- **Task objective**:
Gather every line of the data items that contains the string "calm", and copy each one out in full. Case counts.

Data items
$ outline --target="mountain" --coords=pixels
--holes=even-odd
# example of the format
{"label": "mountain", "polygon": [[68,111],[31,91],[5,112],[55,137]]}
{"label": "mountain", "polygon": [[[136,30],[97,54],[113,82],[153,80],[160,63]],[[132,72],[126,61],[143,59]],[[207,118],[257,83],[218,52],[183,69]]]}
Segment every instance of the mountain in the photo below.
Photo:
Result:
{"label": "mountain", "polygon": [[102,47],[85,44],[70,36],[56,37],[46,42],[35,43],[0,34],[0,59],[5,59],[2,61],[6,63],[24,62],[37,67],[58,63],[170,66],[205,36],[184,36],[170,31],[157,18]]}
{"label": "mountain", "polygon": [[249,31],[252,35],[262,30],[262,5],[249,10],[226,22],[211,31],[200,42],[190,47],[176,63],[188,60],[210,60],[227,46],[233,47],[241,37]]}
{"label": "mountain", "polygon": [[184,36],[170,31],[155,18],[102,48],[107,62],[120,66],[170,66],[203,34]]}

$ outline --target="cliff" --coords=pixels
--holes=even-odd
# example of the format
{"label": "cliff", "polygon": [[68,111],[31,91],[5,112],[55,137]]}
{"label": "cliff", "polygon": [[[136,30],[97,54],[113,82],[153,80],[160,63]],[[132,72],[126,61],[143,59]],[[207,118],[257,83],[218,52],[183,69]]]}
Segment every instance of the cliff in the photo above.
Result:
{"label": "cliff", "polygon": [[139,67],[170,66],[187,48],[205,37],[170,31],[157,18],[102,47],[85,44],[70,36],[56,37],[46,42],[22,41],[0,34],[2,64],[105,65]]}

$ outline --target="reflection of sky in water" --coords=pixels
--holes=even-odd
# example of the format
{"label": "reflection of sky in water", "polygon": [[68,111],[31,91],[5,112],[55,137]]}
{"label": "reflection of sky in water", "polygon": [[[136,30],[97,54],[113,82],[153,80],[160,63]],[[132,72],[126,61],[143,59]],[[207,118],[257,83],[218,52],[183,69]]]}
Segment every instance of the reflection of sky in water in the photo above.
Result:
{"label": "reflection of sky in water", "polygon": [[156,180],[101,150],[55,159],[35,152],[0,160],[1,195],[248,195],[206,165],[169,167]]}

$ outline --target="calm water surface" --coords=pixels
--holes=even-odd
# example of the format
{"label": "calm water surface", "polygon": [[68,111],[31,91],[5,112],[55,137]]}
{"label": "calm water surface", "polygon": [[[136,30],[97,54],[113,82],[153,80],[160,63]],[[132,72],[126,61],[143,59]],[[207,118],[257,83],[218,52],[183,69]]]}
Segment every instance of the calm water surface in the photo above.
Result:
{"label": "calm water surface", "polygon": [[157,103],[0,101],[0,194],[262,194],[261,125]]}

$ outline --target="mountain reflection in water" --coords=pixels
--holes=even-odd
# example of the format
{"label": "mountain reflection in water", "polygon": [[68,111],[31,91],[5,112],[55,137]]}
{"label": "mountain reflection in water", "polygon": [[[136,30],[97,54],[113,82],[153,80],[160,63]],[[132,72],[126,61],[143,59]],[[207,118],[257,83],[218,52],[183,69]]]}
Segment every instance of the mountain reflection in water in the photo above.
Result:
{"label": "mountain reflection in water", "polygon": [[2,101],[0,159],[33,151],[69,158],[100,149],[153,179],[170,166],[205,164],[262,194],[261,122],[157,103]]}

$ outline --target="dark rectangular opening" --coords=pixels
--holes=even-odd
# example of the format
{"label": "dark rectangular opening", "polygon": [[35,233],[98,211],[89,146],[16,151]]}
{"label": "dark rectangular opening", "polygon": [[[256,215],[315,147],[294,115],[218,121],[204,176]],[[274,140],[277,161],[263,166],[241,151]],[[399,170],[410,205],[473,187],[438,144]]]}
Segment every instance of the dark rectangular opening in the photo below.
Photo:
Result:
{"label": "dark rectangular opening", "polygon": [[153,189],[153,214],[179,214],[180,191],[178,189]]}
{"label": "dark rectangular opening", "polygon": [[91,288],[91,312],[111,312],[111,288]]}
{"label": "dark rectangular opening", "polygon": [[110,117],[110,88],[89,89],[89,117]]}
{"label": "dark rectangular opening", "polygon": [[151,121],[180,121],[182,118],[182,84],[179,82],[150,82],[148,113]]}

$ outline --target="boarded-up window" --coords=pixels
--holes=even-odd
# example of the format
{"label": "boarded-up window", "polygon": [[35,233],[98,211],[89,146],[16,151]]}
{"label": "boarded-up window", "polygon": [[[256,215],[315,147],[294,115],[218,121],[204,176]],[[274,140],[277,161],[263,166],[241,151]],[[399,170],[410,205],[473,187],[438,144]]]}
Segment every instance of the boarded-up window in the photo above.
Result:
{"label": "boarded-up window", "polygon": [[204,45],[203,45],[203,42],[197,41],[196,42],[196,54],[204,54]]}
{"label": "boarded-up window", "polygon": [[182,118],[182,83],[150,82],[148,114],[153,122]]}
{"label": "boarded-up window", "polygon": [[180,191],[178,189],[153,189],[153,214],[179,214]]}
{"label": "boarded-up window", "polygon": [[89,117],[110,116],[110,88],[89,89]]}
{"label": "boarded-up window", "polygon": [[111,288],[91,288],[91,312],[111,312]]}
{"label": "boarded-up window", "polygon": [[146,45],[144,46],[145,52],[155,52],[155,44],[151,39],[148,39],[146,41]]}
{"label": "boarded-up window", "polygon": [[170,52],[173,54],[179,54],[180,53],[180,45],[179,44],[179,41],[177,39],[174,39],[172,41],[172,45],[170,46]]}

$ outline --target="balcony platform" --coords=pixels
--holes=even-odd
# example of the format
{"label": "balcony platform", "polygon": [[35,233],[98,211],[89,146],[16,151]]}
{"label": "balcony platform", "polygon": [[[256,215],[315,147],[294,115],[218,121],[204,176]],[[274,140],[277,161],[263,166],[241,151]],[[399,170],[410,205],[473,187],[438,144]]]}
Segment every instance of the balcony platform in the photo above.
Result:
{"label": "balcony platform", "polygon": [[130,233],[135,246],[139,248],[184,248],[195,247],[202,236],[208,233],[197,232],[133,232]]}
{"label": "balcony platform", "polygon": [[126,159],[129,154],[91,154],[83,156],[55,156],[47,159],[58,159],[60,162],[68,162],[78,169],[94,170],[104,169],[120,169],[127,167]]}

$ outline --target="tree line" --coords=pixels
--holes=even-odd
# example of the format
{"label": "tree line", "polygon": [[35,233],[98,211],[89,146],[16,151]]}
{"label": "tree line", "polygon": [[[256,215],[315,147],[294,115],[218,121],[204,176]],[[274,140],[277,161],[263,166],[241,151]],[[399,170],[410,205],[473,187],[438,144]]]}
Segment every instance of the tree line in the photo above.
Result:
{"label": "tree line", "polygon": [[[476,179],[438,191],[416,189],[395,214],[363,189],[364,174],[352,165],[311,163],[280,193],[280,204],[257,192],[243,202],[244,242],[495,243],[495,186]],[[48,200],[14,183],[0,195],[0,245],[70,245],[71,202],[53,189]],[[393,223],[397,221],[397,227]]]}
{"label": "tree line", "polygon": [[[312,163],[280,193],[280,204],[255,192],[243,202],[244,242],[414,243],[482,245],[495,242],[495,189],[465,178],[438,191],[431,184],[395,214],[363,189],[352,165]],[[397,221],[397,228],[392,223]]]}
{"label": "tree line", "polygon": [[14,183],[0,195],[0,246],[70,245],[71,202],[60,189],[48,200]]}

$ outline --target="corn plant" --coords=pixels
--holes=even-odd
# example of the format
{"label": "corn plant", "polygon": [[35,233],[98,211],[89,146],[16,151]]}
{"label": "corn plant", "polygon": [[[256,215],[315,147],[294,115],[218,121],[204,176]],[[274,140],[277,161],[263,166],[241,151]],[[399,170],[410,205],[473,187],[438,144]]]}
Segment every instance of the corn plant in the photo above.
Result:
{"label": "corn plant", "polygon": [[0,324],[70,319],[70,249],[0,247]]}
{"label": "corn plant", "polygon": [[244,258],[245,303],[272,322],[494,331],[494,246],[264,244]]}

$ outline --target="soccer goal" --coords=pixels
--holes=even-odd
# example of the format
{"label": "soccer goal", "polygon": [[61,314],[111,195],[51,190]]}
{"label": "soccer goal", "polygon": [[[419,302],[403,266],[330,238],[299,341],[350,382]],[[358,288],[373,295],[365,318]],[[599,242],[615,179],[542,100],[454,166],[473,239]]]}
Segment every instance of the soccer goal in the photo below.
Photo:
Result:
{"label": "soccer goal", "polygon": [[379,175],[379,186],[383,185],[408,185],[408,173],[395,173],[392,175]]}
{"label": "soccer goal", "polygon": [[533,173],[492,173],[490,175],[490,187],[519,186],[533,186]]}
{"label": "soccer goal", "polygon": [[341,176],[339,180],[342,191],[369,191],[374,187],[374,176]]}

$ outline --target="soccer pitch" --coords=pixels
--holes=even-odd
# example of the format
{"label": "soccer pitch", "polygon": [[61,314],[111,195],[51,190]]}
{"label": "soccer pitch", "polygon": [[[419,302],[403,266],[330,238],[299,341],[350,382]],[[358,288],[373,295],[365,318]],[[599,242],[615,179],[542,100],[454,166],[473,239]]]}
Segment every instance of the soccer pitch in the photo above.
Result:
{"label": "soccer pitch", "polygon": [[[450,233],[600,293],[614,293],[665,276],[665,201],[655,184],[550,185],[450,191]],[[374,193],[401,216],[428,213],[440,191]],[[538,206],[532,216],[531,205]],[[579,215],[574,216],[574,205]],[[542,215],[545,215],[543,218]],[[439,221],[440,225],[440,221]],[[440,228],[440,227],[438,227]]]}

- **Exercise response**:
$ outline --target="calm water surface" --coords=pixels
{"label": "calm water surface", "polygon": [[68,111],[31,91],[5,112],[55,137]]}
{"label": "calm water surface", "polygon": [[[136,30],[97,54],[113,82],[153,80],[160,63]],[[132,72],[126,61],[143,59]],[[207,118],[257,83],[218,52],[183,69]]]}
Segment every instance of the calm water surface in the photo above.
{"label": "calm water surface", "polygon": [[157,103],[0,101],[0,194],[262,194],[261,125]]}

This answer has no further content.